本文:
....
堀越 功 日経クロステック
KDDIは2023年3月7日、新たなメタバースサービス「αU(アルファユー)」を開始した。「3年で1000億円規模を投資し、同等以上の売り上げ規模を目指す」(KDDI事業創造本部の中馬和彦副本部長)という気合の入りようで、同社にとって本気のメタバース展開といえる。
ただ世界的に見てもメタバースの勝ち筋はまだ見えていない。社名を変えてまでメタバースに注力し巨額投資をしてきた米Meta(Meta Platforms、メタ)も、決して順風満帆ではない。
KDDIは過去3年にわたって都市と連動したメタバース「バーチャル渋谷」などを展開してきた。これらの経験を踏まえて、現時点で見えてきたメタバースの勝ち筋を追求したのが今回のαUだ。KDDIが見出いだしたメタバースの勝ち筋とは何か。

(写真:日経クロステック)
「推し活」を「同期コミュニケーション」に
αUのロゴは一見、KDDIのコンシューマー向けモバイルブランド「au」に間違えてしまいそうなデザインだ。同社の屋台骨であるauに似せたデザインにしたということは、αUにそれだけ力を入れている証しでもある。
αUは、メタバースに関連した複数のサービスで構成する。利用者同士が会話を楽しんだりイベントを開催したりできる「αU metaverse」や、アーティストの360度自由視点のライブ配信を楽しめる「αU live」、デジタルアートなどを購入できる「αU market」、暗号資産を管理できる「αU wallet」、実店舗と連動した仮想店舗で買い物ができる「αU place」――である。間口を広げるために、当初はスマホアプリでの利用を基本とした。ヘッドマウントディスプレー(HMD)には今後対応予定という。

利用者の分身であるアバター間の距離によって、聞こえてくる声のボリュームを忠実に再現する機能を実装している(写真:日経クロステック)
KDDIがαUで狙うのは、「イベント型の一過性のメタバースから、普段使いのメタバースにしていく」(中馬氏)点である。
現在、多くのメタバースサービスが直面する課題は、イベント時には多くの人が集まるものの、日常的に利用されるサービスとしてなかなか定着しない点である。それはKDDIが3年前にスタートした渋谷の街を仮想空間化した「バーチャル渋谷」も同じだ。ハロウィーンにちなんだフェスティバルを開催する際は多くの人が集まるものの、それ以外の期間にアクティブな利用をいかに増やすのかが課題だった。
中馬氏は「利用者にメタバースへの定着を呼びかけても無理。定着してもらえるような動機をつくることがポイント」と語る。
メタバースに定着してもらえる動機になるようKDDIが今回取り入れたのが、好きなアーティストや作品に惜しみなくお金を投じる「推し活」をメタバース上で高度化するような仕組みである。
....
出題内容: 本文のうち「αUは、メタバースに関連した複数のサービスで構成する。」で始まる段落を、主な事実を残して箇条書きにまとめること。 資料はこの作業にまったく関係しない。

提示資料:
....
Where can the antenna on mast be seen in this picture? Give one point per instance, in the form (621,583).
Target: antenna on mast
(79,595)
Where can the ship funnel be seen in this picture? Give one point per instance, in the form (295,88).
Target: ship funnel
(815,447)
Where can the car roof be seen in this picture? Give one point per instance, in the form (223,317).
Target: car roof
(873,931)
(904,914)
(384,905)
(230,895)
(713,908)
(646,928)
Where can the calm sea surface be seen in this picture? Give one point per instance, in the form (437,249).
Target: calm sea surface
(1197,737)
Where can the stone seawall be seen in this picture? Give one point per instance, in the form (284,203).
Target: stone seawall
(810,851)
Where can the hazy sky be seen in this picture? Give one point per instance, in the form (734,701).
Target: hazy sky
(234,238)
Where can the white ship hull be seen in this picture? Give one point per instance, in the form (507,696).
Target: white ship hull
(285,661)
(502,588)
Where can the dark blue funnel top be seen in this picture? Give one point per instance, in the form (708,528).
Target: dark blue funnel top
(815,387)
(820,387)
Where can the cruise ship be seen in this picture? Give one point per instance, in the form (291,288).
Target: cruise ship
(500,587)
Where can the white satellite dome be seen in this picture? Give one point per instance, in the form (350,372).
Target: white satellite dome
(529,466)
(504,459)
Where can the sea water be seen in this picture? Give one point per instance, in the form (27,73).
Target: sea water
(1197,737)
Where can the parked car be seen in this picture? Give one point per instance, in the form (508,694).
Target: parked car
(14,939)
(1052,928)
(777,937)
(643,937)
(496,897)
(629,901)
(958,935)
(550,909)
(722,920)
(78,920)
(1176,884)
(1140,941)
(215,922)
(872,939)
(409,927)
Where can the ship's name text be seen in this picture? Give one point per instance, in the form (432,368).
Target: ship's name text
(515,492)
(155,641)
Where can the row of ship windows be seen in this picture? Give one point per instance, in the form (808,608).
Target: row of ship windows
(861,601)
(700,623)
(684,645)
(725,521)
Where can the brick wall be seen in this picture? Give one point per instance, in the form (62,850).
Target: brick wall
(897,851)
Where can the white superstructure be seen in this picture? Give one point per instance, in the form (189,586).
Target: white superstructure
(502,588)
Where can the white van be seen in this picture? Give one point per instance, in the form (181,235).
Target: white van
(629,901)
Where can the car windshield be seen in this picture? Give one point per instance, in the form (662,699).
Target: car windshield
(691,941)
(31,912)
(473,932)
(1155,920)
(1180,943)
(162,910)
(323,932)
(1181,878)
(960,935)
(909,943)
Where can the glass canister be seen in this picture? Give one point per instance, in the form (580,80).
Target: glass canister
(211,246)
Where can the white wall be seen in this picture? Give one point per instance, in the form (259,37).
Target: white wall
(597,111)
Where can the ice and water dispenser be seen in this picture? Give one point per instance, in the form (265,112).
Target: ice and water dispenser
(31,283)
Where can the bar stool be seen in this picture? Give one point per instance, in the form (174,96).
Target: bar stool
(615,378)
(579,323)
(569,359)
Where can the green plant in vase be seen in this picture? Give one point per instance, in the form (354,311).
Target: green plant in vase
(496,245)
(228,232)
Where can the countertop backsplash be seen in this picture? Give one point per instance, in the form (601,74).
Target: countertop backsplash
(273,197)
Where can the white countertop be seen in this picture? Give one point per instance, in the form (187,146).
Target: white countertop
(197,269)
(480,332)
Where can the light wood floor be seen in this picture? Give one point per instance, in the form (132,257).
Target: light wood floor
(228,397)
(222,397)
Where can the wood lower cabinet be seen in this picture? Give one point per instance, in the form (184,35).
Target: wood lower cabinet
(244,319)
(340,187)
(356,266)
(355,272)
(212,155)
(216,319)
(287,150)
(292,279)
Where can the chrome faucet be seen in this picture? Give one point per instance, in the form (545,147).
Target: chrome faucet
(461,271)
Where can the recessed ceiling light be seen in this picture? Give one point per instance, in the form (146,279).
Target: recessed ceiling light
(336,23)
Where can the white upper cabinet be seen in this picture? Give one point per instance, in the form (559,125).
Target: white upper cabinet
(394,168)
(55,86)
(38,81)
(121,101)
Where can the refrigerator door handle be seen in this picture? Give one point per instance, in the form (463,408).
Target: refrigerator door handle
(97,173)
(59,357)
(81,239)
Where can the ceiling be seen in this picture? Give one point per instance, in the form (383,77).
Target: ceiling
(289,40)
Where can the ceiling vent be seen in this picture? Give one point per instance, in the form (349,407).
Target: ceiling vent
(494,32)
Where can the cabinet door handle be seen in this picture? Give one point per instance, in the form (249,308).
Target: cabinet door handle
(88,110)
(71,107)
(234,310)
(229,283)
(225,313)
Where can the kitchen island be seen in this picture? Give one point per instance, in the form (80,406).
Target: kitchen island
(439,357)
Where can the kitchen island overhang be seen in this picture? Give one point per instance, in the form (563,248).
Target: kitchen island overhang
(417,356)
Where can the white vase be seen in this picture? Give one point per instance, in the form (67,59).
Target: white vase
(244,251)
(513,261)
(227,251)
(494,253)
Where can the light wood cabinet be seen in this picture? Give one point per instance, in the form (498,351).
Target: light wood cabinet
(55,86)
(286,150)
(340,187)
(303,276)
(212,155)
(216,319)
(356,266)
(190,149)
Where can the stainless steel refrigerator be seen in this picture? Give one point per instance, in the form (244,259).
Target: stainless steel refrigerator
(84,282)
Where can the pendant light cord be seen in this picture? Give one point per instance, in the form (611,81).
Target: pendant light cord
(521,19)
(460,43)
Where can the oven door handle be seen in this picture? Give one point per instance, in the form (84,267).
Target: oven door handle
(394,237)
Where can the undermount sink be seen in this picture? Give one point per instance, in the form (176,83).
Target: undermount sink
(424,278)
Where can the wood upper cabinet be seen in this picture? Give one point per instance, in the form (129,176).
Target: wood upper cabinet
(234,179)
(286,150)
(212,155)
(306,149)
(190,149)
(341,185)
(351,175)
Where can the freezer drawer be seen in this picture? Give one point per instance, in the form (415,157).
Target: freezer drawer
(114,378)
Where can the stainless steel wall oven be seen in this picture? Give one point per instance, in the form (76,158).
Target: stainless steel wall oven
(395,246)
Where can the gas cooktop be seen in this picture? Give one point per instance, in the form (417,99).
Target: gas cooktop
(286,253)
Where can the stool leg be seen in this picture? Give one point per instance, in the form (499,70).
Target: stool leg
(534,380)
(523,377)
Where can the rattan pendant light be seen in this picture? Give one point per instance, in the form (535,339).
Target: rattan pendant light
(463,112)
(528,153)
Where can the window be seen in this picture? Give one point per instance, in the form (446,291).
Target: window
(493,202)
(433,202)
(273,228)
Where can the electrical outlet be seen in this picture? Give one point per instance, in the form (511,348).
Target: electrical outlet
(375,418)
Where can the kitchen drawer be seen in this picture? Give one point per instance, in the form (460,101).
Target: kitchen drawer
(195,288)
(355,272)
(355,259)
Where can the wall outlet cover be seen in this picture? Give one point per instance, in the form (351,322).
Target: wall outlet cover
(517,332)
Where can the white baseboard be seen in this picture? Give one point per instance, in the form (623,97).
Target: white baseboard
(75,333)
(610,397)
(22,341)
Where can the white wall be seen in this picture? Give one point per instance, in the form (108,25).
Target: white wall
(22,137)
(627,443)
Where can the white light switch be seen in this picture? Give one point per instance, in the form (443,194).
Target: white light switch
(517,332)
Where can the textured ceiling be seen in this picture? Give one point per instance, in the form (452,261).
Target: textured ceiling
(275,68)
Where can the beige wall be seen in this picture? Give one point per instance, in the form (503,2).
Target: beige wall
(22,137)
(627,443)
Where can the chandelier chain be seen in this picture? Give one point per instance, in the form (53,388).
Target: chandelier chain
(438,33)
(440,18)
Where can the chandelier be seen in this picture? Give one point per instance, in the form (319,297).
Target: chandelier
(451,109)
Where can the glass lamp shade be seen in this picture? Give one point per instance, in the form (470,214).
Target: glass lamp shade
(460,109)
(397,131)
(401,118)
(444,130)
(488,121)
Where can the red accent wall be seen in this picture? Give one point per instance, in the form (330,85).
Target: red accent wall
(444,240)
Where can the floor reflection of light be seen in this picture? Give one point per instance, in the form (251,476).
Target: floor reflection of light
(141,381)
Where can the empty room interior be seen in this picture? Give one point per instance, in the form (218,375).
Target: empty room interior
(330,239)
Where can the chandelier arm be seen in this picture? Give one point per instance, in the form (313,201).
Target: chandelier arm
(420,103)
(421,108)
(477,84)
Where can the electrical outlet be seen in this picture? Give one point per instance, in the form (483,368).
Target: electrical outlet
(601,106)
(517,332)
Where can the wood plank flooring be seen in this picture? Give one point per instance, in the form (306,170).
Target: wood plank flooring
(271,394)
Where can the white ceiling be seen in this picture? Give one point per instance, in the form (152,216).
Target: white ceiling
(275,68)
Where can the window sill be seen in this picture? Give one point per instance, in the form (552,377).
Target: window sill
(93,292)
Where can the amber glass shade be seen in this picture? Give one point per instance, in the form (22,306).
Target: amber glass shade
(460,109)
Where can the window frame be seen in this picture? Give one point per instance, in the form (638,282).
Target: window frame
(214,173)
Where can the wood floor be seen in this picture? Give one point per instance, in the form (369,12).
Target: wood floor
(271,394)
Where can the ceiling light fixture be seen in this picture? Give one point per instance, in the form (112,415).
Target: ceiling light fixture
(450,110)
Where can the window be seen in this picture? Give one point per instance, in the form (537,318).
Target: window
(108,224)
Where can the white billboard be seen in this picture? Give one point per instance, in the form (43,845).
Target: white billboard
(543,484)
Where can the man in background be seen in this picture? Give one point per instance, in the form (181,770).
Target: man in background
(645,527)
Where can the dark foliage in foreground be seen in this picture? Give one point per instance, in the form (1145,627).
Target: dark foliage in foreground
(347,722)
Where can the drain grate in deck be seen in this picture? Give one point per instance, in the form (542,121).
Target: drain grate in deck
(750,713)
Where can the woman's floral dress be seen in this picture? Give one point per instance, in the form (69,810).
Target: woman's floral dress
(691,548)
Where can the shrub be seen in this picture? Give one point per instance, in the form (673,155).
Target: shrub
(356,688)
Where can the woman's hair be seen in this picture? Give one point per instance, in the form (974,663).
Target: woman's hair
....
解答例:
・αUはメタバース関連の複数サービスで構成される
　・αU metaverse：利用者同士の会話やイベント開催
　・αU live：アーティストの360度自由視点ライブ配信
　・αU market：デジタルアートなどの購入
　・αU wallet：暗号資産の管理
　・αU place：実店舗と連動した仮想店舗での買い物
・間口を広げるため、当初はスマホアプリでの利用が基本
・ヘッドマウントディスプレー（HMD）には今後対応予定